> Set task
Rewrite the lines of the entries below as a Markdown table with the columns "Row" and "Line," numbering each line and skipping blank ones. Leave the pictures out of the answer.

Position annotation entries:

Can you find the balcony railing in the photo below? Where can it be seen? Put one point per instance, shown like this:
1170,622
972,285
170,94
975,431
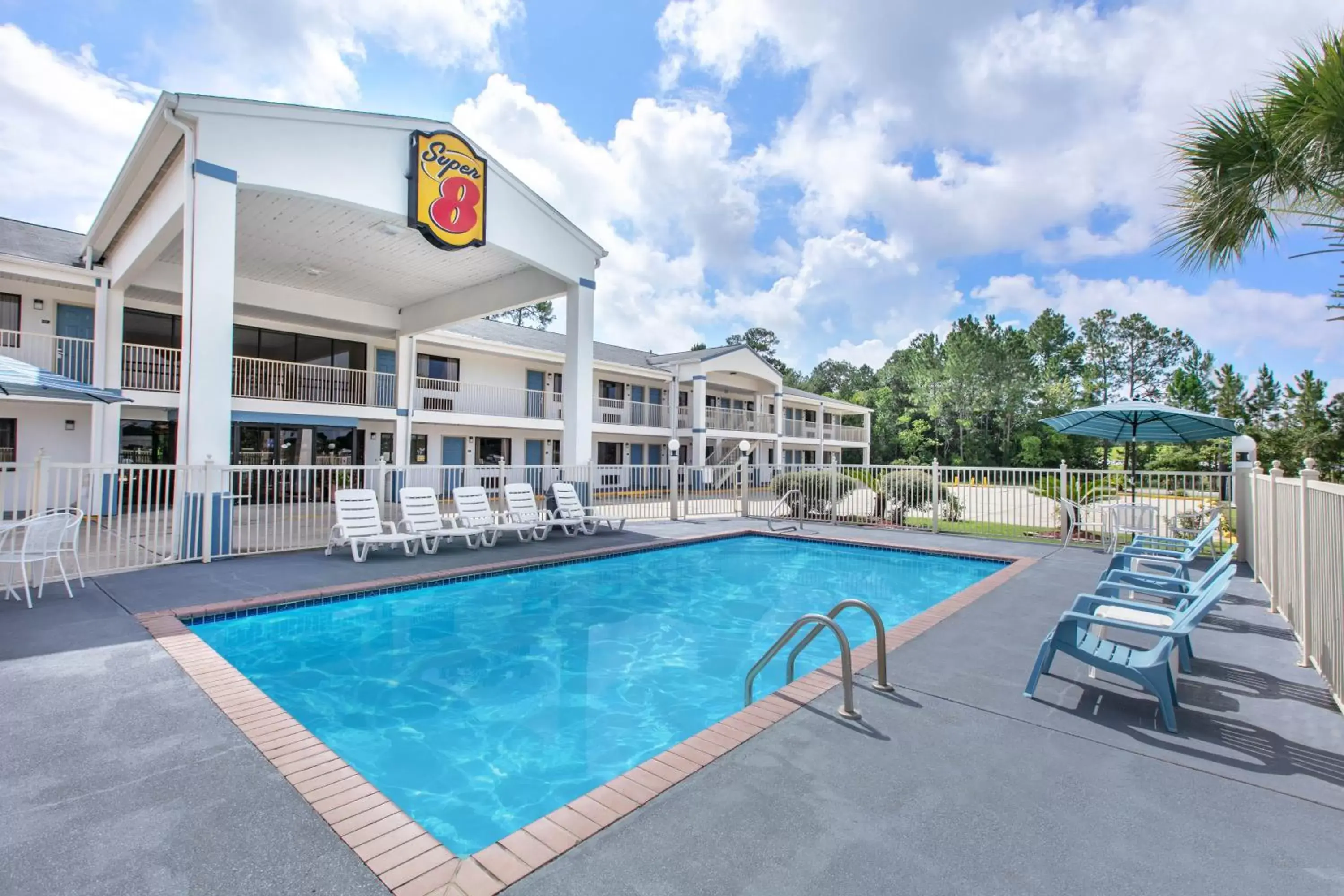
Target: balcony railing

> Finished exercise
| Row | Line |
|---|---|
| 1 | Can you find the balcony railing in the photo below? Where can it be seen? Put one point per instance, shown like this: |
| 2 | 1170,622 |
| 3 | 972,285 |
| 4 | 170,94 |
| 5 | 975,431 |
| 6 | Target: balcony railing |